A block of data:
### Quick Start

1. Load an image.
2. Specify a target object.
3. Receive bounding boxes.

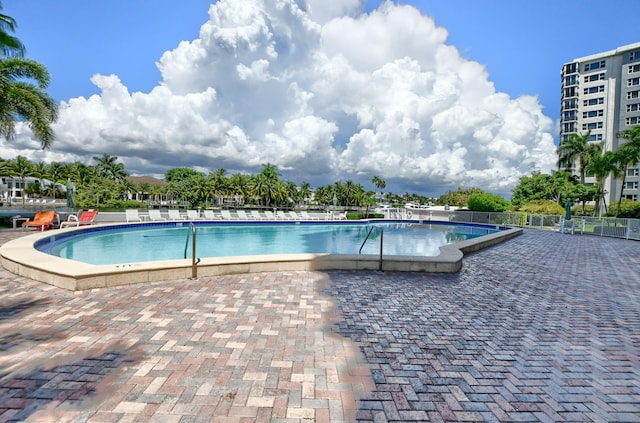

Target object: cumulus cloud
[3,0,555,195]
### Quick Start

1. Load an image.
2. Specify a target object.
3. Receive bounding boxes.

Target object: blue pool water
[36,223,498,264]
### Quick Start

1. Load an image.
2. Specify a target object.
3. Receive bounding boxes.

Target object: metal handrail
[184,222,200,279]
[358,226,376,254]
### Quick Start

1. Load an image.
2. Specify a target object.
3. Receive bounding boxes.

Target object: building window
[582,97,604,107]
[584,85,604,94]
[582,122,602,131]
[582,109,604,119]
[624,116,640,126]
[564,75,578,86]
[584,72,604,82]
[564,62,580,75]
[562,98,580,109]
[584,60,606,71]
[564,87,578,97]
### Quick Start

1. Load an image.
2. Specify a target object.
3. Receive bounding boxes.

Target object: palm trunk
[616,164,627,218]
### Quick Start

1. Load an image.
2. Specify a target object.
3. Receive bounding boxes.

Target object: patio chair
[220,210,233,220]
[251,210,264,220]
[236,210,253,220]
[124,209,142,223]
[300,211,320,220]
[167,209,184,220]
[187,210,202,220]
[60,209,98,229]
[22,210,57,231]
[149,209,167,222]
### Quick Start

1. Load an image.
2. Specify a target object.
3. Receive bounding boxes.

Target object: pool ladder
[184,222,200,279]
[358,226,384,271]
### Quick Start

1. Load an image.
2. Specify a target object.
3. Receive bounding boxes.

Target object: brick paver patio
[0,230,640,423]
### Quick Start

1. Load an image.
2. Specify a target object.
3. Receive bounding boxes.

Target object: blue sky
[12,0,640,120]
[2,0,640,194]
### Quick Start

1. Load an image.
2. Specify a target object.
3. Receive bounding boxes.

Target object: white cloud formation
[6,0,555,195]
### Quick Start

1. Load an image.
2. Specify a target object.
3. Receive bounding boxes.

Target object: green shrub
[518,200,565,214]
[467,193,511,212]
[608,200,640,219]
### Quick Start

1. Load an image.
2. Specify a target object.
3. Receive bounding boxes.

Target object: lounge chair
[167,209,184,220]
[124,209,142,223]
[300,211,320,220]
[202,210,221,220]
[220,210,233,220]
[187,210,202,220]
[236,210,253,220]
[149,209,167,222]
[251,210,265,220]
[60,210,98,229]
[22,210,57,231]
[332,213,347,220]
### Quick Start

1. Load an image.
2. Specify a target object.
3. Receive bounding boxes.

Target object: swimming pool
[36,222,499,264]
[0,220,522,291]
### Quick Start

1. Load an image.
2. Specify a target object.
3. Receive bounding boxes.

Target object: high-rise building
[560,42,640,210]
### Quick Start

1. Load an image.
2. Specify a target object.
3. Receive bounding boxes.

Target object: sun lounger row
[19,210,98,231]
[125,209,347,222]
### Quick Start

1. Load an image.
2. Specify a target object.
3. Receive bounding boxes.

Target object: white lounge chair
[300,211,320,220]
[220,210,233,220]
[149,209,167,222]
[251,210,264,220]
[167,209,184,220]
[124,209,142,223]
[236,210,253,220]
[187,210,202,220]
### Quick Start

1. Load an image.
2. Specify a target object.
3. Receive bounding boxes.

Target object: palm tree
[0,4,58,149]
[371,176,387,203]
[556,131,600,184]
[11,156,32,206]
[300,182,311,208]
[0,3,25,57]
[616,125,640,217]
[31,162,48,195]
[585,151,620,215]
[0,57,58,149]
[93,153,129,183]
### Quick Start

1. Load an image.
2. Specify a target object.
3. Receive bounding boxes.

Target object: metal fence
[449,210,640,240]
[385,209,640,240]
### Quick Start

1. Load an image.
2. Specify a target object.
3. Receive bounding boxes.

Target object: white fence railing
[385,209,640,240]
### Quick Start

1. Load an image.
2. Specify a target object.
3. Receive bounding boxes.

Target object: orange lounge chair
[22,210,56,231]
[60,210,98,229]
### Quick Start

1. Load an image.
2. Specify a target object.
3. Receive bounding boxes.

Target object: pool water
[37,223,498,264]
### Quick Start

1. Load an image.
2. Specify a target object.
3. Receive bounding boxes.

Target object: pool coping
[0,220,522,291]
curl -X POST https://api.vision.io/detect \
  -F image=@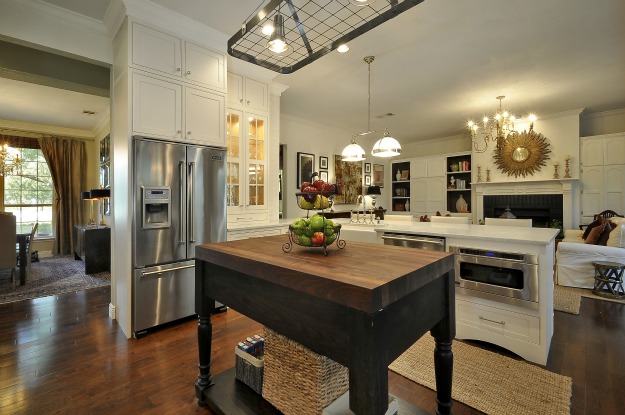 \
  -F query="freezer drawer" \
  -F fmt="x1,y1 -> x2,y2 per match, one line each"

133,261 -> 195,334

Written instruction: Starting at the first line of the records and going on through the line with "[36,223,498,264]", write those lines again with "Load" switched to "Upload" and nothing else changed. Leave the pictures out.

Task response:
### Quick Start

1. Upload an image.
2. Specify a target object.
3. Receive bounding boxes.


Target object: cumulus cloud
[3,0,555,195]
### Quick Start

1. Upload an image.
2. Specify a target object.
3. Receive bounding boxes.

Target object: blue pool water
[36,223,498,264]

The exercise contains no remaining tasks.